**CONSIGNES**
a - Selon le texte fourni, quelle part des 18-24 ans estime que la nudité ne devrait pas être visible dans l'espace public ?
b - Indiquez, s'il vous plaît, si chacune des affirmations suivantes concorde avec le texte fourni, en répondant par oui ou non et en citant les mots décisifs du texte. (i) 34 % des répondants jugent provocatrice la critique de la religion. (ii) La nudité choque 30 % des répondants. (iii) Pour les plus jeunes, c'est la nudité elle-même qui dérange.
c - Recopiez fidèlement un passage du texte fourni. Commencez aux mots qui contiennent « Cela équivaut à » et arrêtez-vous après « peut être vrai. ».
**** TEXTE FOURNI ****
Cela équivaut à la proportion de Français réfractaires à tout, outrés en permanence, que l’on retrouve sur de très nombreux sujets !

Il y a cependant une petite inflexion pour « la critique de la religion » (34 % pensent que c’est provocateur). Ce taux plus élevé s’explique sans doute par le fait que certains ont répondu en ayant en tête « on critique ma religion », en prenant cela pour une forme de racisme. La critique de la religion n’est perçue comme gênante en France que par une minorité. Mais ce n’est pas la même chose lorsque certains estiment que cette critique masque une forme de racisme. Ce qui peut être vrai.

De la même manière, certains brandissent l’argument du racisme à mauvais escient car ils refusent tout simplement la critique !
 

En revanche, autant la nudité ne choque que 16 % des répondants, autant ils sont 30 % à estimer que la nudité ne devrait pas être visible dans l’espace public. Comment expliquer cela ?

Le taux de 30 % bondit même à 39 % pour les 18-24 ans. Pour les plus jeunes, la représentation de la nudité s’apparente souvent à une manière de véhiculer une iconographie machiste. Ce n’est pas la nudité qui perturbe, c’est la manière de représenter les femmes.
**** DONNÉES FOURNIES ****
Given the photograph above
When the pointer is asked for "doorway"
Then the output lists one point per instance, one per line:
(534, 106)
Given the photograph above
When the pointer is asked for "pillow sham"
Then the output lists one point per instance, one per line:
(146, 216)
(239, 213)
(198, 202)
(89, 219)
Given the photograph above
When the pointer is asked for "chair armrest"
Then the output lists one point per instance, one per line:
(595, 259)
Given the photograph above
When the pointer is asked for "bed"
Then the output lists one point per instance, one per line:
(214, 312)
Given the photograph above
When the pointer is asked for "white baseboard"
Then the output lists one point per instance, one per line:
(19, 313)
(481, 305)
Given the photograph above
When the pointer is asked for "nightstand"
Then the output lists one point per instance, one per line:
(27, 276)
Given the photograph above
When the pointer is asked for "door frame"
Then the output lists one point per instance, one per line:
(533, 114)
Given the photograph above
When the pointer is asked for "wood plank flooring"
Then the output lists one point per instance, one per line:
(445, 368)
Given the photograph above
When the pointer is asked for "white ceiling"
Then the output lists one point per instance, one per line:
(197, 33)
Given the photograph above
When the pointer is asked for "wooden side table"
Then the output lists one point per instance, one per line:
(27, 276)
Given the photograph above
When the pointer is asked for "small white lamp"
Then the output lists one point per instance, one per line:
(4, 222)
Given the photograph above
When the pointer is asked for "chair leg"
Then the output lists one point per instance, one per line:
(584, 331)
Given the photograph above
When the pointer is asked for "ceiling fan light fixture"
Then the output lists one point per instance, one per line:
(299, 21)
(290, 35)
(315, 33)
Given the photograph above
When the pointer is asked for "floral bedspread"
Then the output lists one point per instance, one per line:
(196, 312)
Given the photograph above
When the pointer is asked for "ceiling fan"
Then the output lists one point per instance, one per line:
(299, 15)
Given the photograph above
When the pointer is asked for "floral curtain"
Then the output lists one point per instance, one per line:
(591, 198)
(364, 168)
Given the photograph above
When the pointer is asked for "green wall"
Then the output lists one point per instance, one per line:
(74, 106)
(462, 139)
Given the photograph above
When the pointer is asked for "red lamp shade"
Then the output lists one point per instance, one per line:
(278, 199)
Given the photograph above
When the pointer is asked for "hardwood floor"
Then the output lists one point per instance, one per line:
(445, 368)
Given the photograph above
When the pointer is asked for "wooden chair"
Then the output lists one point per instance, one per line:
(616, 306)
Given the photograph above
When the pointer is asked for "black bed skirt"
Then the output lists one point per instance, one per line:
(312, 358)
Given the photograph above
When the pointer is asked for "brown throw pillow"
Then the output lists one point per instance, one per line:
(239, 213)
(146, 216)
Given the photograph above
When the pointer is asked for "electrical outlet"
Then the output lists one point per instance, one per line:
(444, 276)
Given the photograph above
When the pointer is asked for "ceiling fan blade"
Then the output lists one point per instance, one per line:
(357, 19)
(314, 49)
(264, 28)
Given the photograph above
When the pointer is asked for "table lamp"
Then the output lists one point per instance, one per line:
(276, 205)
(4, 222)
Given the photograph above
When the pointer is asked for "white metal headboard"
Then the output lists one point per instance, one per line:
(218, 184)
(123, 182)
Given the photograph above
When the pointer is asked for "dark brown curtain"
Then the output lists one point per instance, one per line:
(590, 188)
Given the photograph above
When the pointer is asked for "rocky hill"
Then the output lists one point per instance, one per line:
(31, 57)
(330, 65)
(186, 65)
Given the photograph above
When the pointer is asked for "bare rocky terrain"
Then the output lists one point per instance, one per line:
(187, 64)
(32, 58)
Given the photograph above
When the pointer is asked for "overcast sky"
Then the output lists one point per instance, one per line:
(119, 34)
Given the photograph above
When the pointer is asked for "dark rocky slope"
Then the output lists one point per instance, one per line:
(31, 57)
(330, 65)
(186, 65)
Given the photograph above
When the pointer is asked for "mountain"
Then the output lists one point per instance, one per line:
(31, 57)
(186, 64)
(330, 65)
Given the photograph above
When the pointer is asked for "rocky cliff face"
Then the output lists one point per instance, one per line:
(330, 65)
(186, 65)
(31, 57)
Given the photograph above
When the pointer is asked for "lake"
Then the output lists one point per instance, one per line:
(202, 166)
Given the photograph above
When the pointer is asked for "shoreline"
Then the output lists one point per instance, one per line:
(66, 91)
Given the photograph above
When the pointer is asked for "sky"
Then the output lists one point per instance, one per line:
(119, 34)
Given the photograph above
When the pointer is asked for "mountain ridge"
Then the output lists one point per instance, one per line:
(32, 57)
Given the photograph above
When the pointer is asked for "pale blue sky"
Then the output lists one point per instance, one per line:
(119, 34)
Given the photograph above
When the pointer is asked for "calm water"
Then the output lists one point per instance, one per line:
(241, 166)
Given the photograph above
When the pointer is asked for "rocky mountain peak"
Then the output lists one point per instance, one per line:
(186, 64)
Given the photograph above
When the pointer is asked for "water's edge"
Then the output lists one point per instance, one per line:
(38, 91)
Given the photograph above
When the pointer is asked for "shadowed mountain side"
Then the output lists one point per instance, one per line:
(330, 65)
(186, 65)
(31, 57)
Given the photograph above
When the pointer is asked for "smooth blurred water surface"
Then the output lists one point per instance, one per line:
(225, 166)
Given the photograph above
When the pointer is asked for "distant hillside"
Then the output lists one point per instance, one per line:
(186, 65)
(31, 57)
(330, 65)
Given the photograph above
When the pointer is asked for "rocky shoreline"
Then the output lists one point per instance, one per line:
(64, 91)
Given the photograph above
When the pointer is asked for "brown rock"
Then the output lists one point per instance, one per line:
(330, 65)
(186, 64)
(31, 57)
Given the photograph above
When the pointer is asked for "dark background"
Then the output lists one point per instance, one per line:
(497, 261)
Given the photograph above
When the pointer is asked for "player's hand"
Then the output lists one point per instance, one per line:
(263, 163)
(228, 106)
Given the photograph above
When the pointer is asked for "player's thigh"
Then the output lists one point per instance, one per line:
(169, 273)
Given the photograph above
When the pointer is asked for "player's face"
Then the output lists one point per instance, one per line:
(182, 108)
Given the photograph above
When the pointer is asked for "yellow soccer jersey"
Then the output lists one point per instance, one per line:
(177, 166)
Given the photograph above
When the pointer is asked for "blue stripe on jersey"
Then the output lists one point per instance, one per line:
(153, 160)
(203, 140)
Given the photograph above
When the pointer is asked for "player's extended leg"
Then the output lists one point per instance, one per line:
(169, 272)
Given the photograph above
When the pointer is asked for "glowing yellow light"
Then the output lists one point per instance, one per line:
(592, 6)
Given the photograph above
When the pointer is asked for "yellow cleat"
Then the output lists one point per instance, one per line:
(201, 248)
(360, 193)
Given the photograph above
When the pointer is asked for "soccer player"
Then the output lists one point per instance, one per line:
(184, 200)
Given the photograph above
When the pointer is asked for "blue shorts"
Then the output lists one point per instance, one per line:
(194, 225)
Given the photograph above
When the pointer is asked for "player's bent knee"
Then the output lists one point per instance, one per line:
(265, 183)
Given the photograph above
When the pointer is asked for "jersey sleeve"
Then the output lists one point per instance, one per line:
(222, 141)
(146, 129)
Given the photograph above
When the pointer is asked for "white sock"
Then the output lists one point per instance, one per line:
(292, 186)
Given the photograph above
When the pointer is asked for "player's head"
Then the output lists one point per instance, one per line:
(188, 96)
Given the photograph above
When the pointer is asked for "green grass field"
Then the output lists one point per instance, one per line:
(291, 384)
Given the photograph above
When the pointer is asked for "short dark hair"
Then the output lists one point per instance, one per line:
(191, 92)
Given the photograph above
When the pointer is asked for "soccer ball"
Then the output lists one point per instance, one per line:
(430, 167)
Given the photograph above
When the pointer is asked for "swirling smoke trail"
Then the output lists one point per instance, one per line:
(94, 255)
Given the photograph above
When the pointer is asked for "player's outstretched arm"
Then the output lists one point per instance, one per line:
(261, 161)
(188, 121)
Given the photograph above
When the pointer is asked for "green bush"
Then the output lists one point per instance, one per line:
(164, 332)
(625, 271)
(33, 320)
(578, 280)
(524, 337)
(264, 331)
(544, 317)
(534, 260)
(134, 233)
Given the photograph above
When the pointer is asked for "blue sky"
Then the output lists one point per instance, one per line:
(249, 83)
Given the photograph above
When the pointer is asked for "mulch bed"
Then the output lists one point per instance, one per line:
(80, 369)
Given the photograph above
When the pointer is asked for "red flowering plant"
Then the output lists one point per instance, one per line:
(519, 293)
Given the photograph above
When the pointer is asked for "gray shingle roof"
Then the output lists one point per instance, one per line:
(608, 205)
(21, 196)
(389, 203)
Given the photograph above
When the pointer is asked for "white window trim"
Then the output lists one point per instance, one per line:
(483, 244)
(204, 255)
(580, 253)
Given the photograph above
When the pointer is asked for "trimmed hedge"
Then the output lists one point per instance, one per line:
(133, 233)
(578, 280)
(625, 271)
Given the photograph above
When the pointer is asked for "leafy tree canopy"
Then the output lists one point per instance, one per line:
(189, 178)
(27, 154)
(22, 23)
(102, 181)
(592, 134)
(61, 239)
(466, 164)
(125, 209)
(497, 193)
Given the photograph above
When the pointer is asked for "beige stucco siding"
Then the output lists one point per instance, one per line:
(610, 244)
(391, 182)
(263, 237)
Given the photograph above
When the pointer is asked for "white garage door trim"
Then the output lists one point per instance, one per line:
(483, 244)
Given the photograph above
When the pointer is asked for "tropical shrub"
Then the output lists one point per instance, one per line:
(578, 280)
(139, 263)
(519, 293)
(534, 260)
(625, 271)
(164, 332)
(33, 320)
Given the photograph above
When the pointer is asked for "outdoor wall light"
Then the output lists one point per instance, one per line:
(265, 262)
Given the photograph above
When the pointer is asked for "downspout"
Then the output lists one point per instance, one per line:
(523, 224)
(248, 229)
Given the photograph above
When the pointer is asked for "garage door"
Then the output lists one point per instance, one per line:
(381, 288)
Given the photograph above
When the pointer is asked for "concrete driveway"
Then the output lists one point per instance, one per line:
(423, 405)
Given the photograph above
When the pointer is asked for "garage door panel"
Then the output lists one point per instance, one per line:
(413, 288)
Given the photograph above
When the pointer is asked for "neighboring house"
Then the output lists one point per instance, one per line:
****
**RÉPONSES**
a - 39 % des 18-24 ans.

b -
(i) Oui : « 34 % pensent que c’est provocateur ».
(ii) Non : « la nudité ne choque que 16 % des répondants ».
(iii) Non : « Ce n’est pas la nudité qui perturbe, c’est la manière de représenter les femmes. »

c -
Cela équivaut à la proportion de Français réfractaires à tout, outrés en permanence, que l’on retrouve sur de très nombreux sujets !

Il y a cependant une petite inflexion pour « la critique de la religion » (34 % pensent que c’est provocateur). Ce taux plus élevé s’explique sans doute par le fait que certains ont répondu en ayant en tête « on critique ma religion », en prenant cela pour une forme de racisme. La critique de la religion n’est perçue comme gênante en France que par une minorité. Mais ce n’est pas la même chose lorsque certains estiment que cette critique masque une forme de racisme. Ce qui peut être vrai.